#### [Records supplied]
____
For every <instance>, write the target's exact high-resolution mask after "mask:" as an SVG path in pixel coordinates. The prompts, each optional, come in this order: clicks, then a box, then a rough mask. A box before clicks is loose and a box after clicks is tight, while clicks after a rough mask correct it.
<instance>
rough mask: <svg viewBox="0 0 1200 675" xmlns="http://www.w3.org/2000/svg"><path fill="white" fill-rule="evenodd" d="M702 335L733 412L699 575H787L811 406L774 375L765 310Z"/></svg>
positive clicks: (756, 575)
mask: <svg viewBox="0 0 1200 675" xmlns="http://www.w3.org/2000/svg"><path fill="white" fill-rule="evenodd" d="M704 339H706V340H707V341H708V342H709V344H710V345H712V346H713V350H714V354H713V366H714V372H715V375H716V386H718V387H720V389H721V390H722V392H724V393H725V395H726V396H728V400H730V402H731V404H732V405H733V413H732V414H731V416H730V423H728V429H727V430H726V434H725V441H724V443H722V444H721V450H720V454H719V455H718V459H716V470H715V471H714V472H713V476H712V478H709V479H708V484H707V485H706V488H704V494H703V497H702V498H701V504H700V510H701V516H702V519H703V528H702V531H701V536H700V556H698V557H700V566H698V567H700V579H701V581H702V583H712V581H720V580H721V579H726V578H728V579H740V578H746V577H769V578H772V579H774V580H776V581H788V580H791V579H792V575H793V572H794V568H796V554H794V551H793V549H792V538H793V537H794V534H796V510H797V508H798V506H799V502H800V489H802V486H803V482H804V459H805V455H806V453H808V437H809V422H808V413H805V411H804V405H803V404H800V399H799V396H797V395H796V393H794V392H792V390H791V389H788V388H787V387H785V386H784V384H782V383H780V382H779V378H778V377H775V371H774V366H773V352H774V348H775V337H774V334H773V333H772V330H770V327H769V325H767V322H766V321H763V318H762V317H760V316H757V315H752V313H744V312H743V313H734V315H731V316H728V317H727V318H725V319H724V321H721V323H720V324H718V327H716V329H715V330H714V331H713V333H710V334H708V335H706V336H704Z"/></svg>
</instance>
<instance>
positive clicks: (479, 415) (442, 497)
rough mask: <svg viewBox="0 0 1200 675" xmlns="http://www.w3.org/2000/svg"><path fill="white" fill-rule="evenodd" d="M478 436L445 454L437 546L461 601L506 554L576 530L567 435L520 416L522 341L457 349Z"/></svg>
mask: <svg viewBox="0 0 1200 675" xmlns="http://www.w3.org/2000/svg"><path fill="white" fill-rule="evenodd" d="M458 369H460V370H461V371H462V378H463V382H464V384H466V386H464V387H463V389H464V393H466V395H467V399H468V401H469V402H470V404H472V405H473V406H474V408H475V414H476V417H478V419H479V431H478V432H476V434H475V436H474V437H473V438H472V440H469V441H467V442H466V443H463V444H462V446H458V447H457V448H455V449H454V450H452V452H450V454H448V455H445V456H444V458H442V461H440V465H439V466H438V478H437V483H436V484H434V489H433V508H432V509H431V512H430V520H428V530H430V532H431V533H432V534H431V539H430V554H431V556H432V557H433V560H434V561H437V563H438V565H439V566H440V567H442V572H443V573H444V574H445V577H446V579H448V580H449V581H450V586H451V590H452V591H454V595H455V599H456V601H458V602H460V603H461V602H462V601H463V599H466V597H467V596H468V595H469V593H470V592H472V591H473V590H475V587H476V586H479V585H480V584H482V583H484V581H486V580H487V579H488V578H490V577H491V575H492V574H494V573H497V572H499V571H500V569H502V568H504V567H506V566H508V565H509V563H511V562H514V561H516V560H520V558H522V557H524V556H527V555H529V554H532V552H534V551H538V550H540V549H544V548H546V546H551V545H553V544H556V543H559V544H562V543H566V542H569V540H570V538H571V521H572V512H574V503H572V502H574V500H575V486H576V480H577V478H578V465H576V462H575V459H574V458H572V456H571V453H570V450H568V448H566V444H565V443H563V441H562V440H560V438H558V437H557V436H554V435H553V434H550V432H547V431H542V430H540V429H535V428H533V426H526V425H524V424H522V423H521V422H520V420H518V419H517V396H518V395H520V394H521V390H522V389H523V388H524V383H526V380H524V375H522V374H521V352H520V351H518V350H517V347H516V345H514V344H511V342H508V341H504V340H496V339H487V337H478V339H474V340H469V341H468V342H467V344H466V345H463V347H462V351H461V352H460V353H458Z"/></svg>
____
#### [Exercise instructions]
Rewrite the lines from the one containing "</instance>" through the one containing "436L445 454L437 546L461", changing "positive clicks" to "foreground clicks" and leaving everything else as it is.

#### [Worked solution]
</instance>
<instance>
foreground clicks: (479, 415) (442, 497)
rough mask: <svg viewBox="0 0 1200 675" xmlns="http://www.w3.org/2000/svg"><path fill="white" fill-rule="evenodd" d="M478 436L445 454L437 546L461 601L506 554L576 530L567 435L520 416L522 341L457 349Z"/></svg>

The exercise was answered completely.